Filter this data down to the lines that hold "wheel", and copy them.

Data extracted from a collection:
-=-=-

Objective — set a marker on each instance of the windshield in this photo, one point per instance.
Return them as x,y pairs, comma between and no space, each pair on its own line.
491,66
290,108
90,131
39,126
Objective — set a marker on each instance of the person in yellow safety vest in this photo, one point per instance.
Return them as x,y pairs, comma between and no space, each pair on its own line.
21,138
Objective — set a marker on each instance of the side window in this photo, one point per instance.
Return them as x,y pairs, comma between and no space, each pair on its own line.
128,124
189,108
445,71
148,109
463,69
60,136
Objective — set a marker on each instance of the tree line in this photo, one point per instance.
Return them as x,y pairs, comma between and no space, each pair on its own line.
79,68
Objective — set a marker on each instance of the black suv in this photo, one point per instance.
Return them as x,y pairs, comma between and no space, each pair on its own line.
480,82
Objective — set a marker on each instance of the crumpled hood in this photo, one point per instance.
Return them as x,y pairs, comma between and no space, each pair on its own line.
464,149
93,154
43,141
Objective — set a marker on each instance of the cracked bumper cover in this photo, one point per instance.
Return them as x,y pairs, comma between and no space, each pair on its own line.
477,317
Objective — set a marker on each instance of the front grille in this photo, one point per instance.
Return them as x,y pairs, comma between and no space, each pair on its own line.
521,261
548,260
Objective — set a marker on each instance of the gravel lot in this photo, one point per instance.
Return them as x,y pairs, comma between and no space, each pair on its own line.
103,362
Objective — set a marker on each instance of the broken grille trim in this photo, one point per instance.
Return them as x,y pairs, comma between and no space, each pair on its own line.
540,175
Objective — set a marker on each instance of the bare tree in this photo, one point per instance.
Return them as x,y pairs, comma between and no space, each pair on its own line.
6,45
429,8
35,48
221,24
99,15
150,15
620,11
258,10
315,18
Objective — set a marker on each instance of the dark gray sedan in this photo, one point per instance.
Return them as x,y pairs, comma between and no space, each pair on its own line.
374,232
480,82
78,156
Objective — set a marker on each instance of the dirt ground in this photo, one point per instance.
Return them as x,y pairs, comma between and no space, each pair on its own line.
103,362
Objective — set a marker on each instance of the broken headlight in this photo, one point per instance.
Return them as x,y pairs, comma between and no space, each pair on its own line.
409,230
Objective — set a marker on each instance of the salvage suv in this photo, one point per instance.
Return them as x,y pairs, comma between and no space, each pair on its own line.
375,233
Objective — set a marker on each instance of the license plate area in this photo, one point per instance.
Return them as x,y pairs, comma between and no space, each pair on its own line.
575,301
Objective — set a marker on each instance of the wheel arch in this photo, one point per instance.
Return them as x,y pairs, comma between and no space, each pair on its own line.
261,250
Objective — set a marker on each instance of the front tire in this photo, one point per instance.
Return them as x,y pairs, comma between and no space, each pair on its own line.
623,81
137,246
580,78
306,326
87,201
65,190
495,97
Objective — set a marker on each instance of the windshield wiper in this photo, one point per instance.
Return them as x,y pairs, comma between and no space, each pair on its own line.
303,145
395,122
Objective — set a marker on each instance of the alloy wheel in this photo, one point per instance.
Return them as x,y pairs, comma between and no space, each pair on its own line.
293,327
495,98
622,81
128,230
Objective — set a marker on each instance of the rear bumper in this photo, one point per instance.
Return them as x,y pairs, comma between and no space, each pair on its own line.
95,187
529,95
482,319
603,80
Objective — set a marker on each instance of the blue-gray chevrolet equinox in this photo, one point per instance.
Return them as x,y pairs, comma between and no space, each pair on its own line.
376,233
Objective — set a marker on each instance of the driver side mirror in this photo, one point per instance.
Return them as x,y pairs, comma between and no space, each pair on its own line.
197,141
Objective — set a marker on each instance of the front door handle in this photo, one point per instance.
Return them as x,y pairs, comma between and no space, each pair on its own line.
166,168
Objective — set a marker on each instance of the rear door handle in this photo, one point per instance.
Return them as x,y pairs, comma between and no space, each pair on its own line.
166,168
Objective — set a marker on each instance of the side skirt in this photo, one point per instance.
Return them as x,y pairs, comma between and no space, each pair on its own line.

-=-=-

* [Task solution]
Objective — set a marker on each instance of the wheel arch in this photo, one point per instance.
Objective — set a marker on each instance of the alloy wheel in this photo, one point per instance.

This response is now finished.